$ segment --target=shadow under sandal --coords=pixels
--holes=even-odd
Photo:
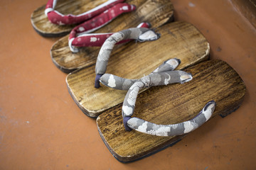
[[[142,43],[131,41],[114,47],[107,62],[107,72],[136,79],[150,74],[171,57],[182,61],[178,69],[208,59],[209,44],[191,24],[171,23],[158,28],[155,32],[161,35],[157,40]],[[126,95],[124,91],[105,86],[95,89],[95,64],[70,73],[66,78],[68,91],[75,102],[84,113],[94,118],[122,103]]]
[[[216,115],[225,116],[242,103],[245,84],[227,63],[210,60],[183,71],[191,73],[193,79],[183,84],[151,87],[138,97],[139,89],[146,86],[142,82],[152,84],[155,80],[150,78],[149,81],[135,81],[123,104],[106,110],[97,118],[100,135],[117,160],[133,162],[161,151],[210,118]],[[161,76],[159,82],[162,85],[165,79],[169,79],[166,75]],[[170,75],[171,79],[172,77],[175,76]]]
[[[173,21],[174,7],[169,0],[127,0],[129,4],[134,5],[135,11],[122,13],[111,23],[94,33],[117,33],[122,30],[137,27],[140,23],[147,22],[151,24],[152,28],[157,28],[163,24]],[[88,25],[85,23],[85,25]],[[93,23],[89,26],[94,25]],[[73,41],[75,38],[77,42],[80,36],[87,33],[87,27],[84,26],[74,28],[70,35],[58,40],[50,50],[50,56],[53,63],[64,72],[69,73],[75,69],[95,64],[99,52],[99,47],[91,47],[78,45]],[[79,50],[72,51],[69,43]]]
[[[87,32],[107,24],[120,14],[136,9],[134,6],[122,3],[124,0],[48,0],[46,6],[31,14],[34,29],[44,37],[68,34],[75,26],[85,21]],[[67,13],[63,14],[62,13]],[[73,13],[73,14],[70,14]],[[82,27],[80,27],[82,29]]]

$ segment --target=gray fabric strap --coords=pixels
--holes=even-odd
[[[188,133],[206,123],[211,117],[215,102],[209,101],[199,114],[194,118],[174,125],[156,125],[137,118],[131,118],[127,122],[129,128],[137,131],[156,136],[174,136]]]
[[[128,90],[123,103],[123,117],[132,116],[134,111],[135,103],[139,91],[142,88],[167,85],[174,83],[185,83],[192,79],[191,74],[181,71],[153,72],[137,81]]]
[[[155,40],[159,39],[159,34],[154,30],[145,28],[133,28],[116,33],[109,37],[102,46],[97,58],[95,72],[97,75],[102,75],[106,72],[108,60],[111,52],[116,43],[121,40],[134,39],[139,42]],[[99,82],[96,82],[95,84]],[[97,84],[95,87],[99,87]]]
[[[157,67],[152,73],[172,71],[175,69],[180,63],[180,60],[176,58],[168,60]],[[110,74],[105,74],[100,79],[100,81],[107,86],[114,89],[125,91],[128,91],[132,85],[137,81],[139,81],[139,79],[128,79]]]

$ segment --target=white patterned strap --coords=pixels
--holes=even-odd
[[[152,73],[159,73],[174,70],[181,63],[181,60],[176,58],[169,59],[158,67]],[[104,74],[100,79],[100,81],[105,86],[117,89],[128,91],[129,89],[139,79],[129,79],[111,74]]]
[[[106,72],[108,60],[115,44],[124,40],[137,40],[139,42],[155,40],[159,34],[145,28],[132,28],[114,33],[109,37],[102,46],[97,58],[95,67],[95,88],[100,87],[100,78]]]
[[[181,135],[197,129],[209,120],[215,110],[216,103],[209,101],[194,118],[173,125],[156,125],[137,118],[130,118],[127,120],[127,126],[138,132],[156,136]]]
****
Goal » Transcribe the records above exactly as they appear, leaving out any pictures.

Worked answer »
$ segment --target=shadow under sandal --coords=pixels
--holes=even-odd
Photo:
[[[142,43],[131,41],[114,47],[107,62],[107,72],[136,79],[150,74],[171,57],[182,61],[178,69],[208,59],[209,44],[191,24],[171,23],[158,28],[155,32],[161,35],[157,40]],[[126,95],[124,91],[105,86],[95,89],[95,64],[70,73],[66,78],[68,91],[75,102],[84,113],[94,118],[122,103]]]
[[[216,115],[225,116],[242,103],[245,84],[227,63],[210,60],[183,71],[191,73],[193,79],[183,84],[151,87],[138,97],[139,89],[146,86],[142,82],[152,84],[155,80],[150,78],[149,81],[135,81],[123,104],[106,110],[97,118],[100,135],[117,160],[133,162],[161,151],[210,118]],[[161,76],[159,82],[162,85],[165,79],[169,79],[166,75]],[[170,75],[171,79],[172,77],[175,76]]]
[[[173,21],[174,7],[169,0],[127,0],[129,4],[134,5],[135,11],[122,13],[111,23],[94,33],[117,33],[122,30],[137,27],[140,23],[147,22],[151,24],[152,28],[157,28],[163,24]],[[88,25],[85,23],[85,25]],[[93,23],[89,26],[94,25]],[[73,41],[75,38],[77,42],[80,36],[87,33],[87,27],[84,26],[74,28],[70,35],[58,40],[50,50],[50,56],[53,63],[64,72],[69,73],[75,69],[95,64],[99,52],[99,47],[91,47],[78,45]],[[79,50],[72,51],[69,43]]]
[[[87,32],[107,24],[120,14],[136,9],[134,6],[122,3],[124,0],[48,0],[46,6],[31,14],[34,29],[44,37],[68,34],[75,26],[85,21]],[[67,13],[63,14],[62,13]],[[73,13],[73,14],[70,14]],[[82,27],[80,27],[82,29]]]

$ segment --target=gray fabric strap --coords=pixels
--holes=even-odd
[[[188,133],[206,123],[211,117],[215,102],[209,101],[199,114],[194,118],[174,125],[156,125],[137,118],[131,118],[127,122],[129,128],[137,131],[156,136],[174,136]]]
[[[128,90],[123,103],[123,117],[132,116],[134,111],[135,103],[139,91],[142,88],[167,85],[174,83],[185,83],[192,79],[191,74],[181,71],[153,72],[137,81]]]
[[[155,40],[159,39],[159,34],[154,30],[145,28],[133,28],[116,33],[109,37],[102,46],[97,58],[95,72],[97,75],[102,75],[106,72],[108,60],[111,52],[116,43],[121,40],[134,39],[139,42]],[[99,82],[96,82],[95,84]],[[97,84],[95,87],[99,87]]]
[[[157,67],[152,73],[172,71],[175,69],[180,63],[180,60],[176,58],[168,60]],[[110,74],[105,74],[100,79],[100,81],[107,86],[114,89],[125,91],[128,91],[132,85],[137,81],[139,81],[139,79],[128,79]]]

$ segment --target=white patterned strap --coords=pixels
--holes=even-odd
[[[152,73],[159,73],[174,70],[181,63],[181,60],[176,58],[169,59],[158,67]],[[104,74],[100,79],[100,81],[105,86],[117,89],[128,91],[129,89],[139,79],[129,79],[111,74]]]
[[[106,72],[108,60],[115,44],[124,40],[137,40],[139,42],[155,40],[159,34],[145,28],[132,28],[114,33],[109,37],[102,46],[97,58],[95,67],[95,88],[100,87],[100,78]]]
[[[181,135],[197,129],[209,120],[215,110],[216,103],[209,101],[194,118],[173,125],[156,125],[137,118],[130,118],[127,120],[127,126],[138,132],[156,136]]]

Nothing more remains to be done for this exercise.